(WHAT TO PRODUCE): Leave out the pictures, then reproduce the rest of the material exactly.

(RECORDS):
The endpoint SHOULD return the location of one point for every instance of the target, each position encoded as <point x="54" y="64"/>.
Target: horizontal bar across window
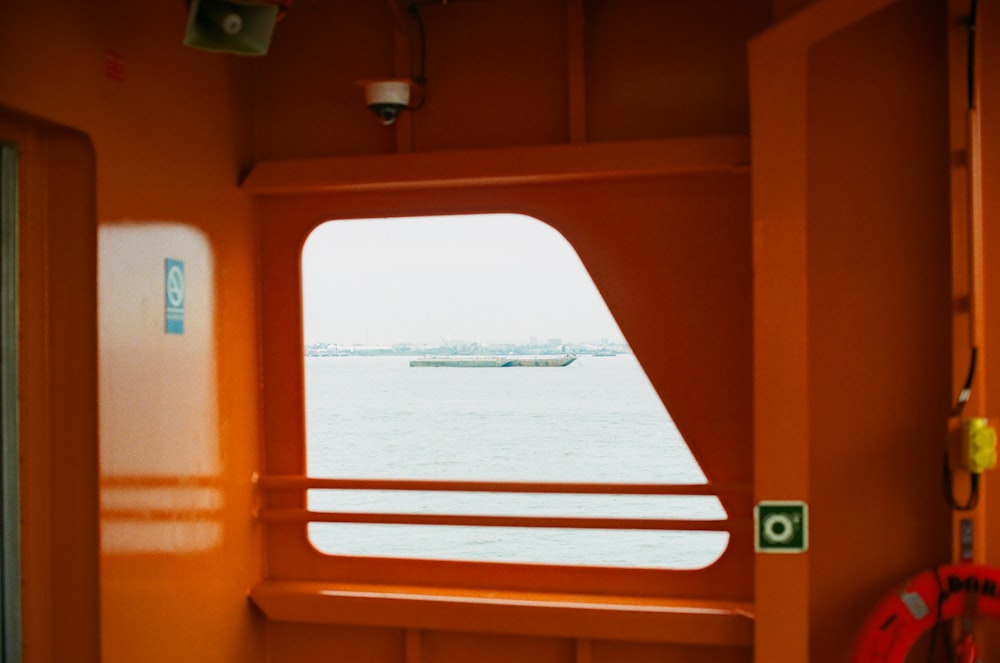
<point x="295" y="482"/>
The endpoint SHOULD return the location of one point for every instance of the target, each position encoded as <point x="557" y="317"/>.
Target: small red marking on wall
<point x="114" y="66"/>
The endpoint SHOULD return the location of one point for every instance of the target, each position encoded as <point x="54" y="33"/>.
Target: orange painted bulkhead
<point x="767" y="196"/>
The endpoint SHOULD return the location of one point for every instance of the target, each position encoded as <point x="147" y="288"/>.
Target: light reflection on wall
<point x="160" y="454"/>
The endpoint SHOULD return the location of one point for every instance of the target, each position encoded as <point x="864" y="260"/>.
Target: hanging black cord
<point x="420" y="78"/>
<point x="971" y="25"/>
<point x="963" y="398"/>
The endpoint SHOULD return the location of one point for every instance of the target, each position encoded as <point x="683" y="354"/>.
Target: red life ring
<point x="933" y="596"/>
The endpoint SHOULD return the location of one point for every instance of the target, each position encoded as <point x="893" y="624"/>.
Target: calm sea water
<point x="596" y="420"/>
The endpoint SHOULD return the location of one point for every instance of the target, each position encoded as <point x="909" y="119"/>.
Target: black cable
<point x="420" y="79"/>
<point x="963" y="396"/>
<point x="971" y="25"/>
<point x="973" y="500"/>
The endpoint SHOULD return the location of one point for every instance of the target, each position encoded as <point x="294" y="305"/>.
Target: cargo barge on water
<point x="492" y="362"/>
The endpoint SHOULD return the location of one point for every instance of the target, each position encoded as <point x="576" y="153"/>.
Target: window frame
<point x="288" y="213"/>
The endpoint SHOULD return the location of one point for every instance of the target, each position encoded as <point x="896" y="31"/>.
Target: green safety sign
<point x="781" y="527"/>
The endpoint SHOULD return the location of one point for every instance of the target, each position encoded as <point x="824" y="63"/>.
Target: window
<point x="416" y="457"/>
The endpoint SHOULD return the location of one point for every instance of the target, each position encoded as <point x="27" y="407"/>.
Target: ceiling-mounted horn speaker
<point x="229" y="26"/>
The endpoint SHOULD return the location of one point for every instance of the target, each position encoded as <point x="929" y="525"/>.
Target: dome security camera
<point x="387" y="99"/>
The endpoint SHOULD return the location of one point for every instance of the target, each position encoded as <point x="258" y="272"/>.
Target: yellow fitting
<point x="979" y="445"/>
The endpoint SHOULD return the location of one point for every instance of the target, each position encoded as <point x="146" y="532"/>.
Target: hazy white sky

(FULL SOLUTION):
The endpoint SHOULD return the location of one point for every instance of the target, each position encoded as <point x="54" y="64"/>.
Target: horizontal bar across window
<point x="295" y="482"/>
The endpoint SHOULD return the location of one point for every instance of the target, each position encoded as <point x="557" y="317"/>.
Target: small red marking on wall
<point x="114" y="66"/>
The endpoint SHOULD return the location of one point for every instance of the target, each position encoded as <point x="54" y="33"/>.
Target: orange painted bulkhead
<point x="767" y="196"/>
The endpoint SHOULD return the location of one point for every instance of the target, each position encoded as <point x="147" y="288"/>.
Target: light reflection on wall
<point x="160" y="454"/>
The endpoint SHOULD return the location of one point for every instance of the target, each position encoded as <point x="864" y="260"/>.
Target: hanging black cord
<point x="420" y="78"/>
<point x="971" y="25"/>
<point x="963" y="398"/>
The endpoint SHOULD return the location of one point for every instance of the target, each position encoded as <point x="683" y="354"/>.
Target: red life ring
<point x="933" y="596"/>
The endpoint SHOULD return the location of one point for every instance of the target, each position encoded as <point x="893" y="624"/>.
Target: calm sea water
<point x="596" y="420"/>
The endpoint SHOULD return the location of one point for every instance of the target, each position encoded as <point x="909" y="119"/>.
Target: black cable
<point x="420" y="79"/>
<point x="963" y="396"/>
<point x="971" y="25"/>
<point x="973" y="500"/>
The endpoint SHOULD return the location of one point for every instance of the target, each position encoded as <point x="294" y="305"/>.
Target: cargo barge on water
<point x="492" y="362"/>
The endpoint SHOULD return the location of one point for every instance of the target, each position encoded as <point x="576" y="153"/>.
Target: window frame
<point x="288" y="213"/>
The endpoint SHOULD return the location of one point for every instance of the target, each position encoded as <point x="896" y="31"/>.
Target: green safety sign
<point x="781" y="527"/>
The endpoint SHOULD return the location of one point for every instance of the target, each position encoded as <point x="824" y="63"/>.
Target: window
<point x="416" y="457"/>
The endpoint SHOULD return the location of one point for every instance of the target, each position encoded as <point x="27" y="407"/>.
Target: ceiling-mounted horn speaker
<point x="229" y="26"/>
The endpoint SHOULD return the location of one point for every instance of the target, each position encoded as <point x="929" y="525"/>.
Target: dome security camera
<point x="387" y="99"/>
The endpoint SHOULD return the location of one point for every instance of the target, each position encoded as <point x="258" y="272"/>.
Target: yellow fitting
<point x="979" y="445"/>
The endpoint SHOULD return the location of one point for every instance of the target, each position encoded as <point x="146" y="532"/>.
Target: hazy white sky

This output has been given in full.